Prompt
Below are the entries; return every line among them that holds the word "mask".

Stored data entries
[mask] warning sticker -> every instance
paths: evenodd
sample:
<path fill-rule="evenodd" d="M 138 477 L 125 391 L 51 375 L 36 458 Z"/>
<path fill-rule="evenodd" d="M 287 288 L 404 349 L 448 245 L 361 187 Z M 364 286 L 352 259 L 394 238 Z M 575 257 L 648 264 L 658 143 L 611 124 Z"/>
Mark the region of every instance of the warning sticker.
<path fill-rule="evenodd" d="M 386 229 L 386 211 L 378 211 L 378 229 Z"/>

...

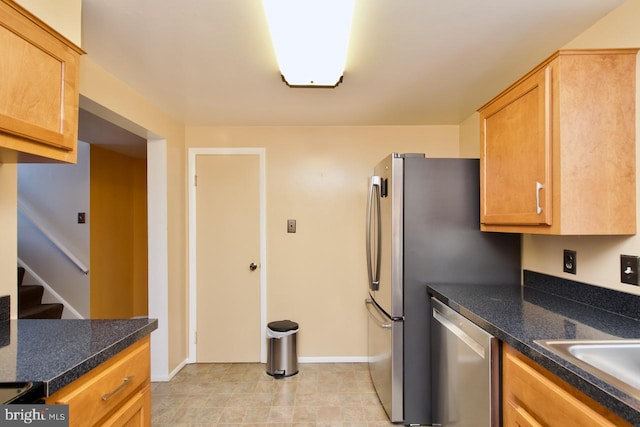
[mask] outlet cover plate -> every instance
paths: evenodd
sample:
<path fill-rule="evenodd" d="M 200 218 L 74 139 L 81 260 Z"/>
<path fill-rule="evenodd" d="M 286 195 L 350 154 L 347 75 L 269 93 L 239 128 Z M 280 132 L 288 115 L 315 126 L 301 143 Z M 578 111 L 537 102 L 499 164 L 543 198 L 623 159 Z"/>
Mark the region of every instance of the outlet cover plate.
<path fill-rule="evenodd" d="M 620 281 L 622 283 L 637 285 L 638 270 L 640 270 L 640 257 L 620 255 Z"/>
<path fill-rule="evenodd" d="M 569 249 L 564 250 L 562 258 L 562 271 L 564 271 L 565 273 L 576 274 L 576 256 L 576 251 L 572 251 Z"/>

==

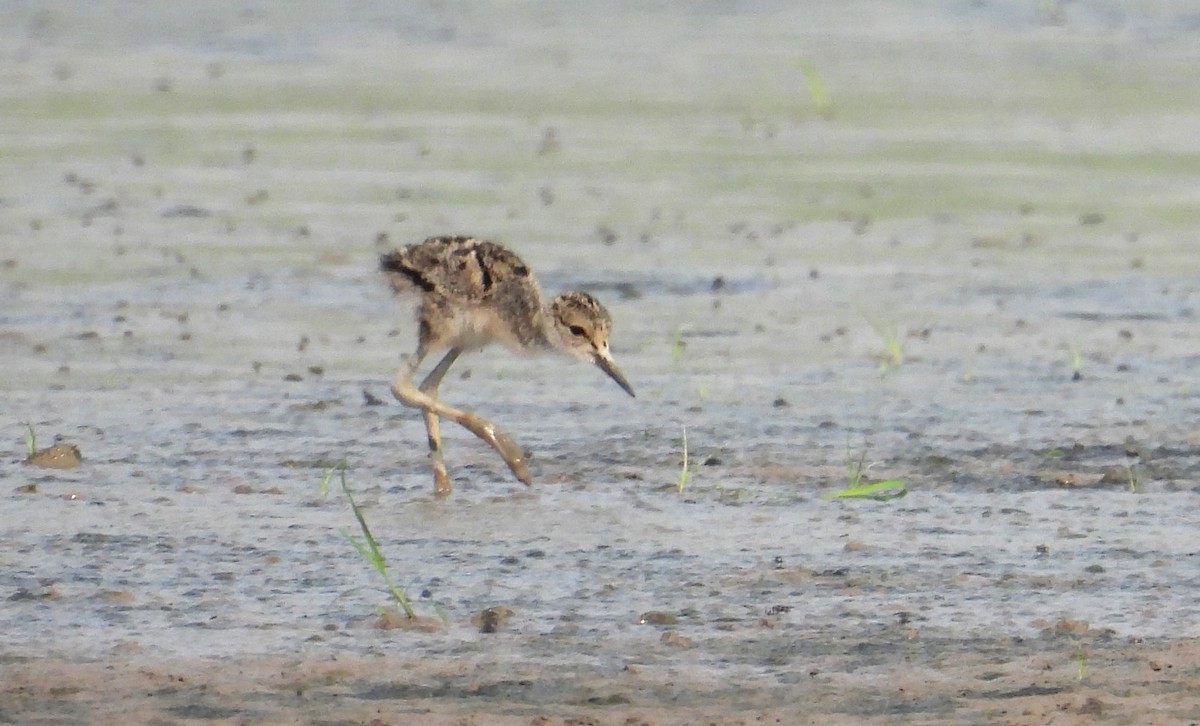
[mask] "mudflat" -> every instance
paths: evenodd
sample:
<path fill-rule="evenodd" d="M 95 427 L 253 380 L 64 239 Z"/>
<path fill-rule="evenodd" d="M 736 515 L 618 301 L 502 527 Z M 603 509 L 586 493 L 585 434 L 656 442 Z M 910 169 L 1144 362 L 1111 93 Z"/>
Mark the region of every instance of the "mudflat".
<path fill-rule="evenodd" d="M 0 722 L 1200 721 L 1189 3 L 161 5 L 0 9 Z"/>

Result for this exercise
[mask] warning sticker -> every instance
[mask] outlet cover plate -> every instance
[mask] "mudflat" -> every instance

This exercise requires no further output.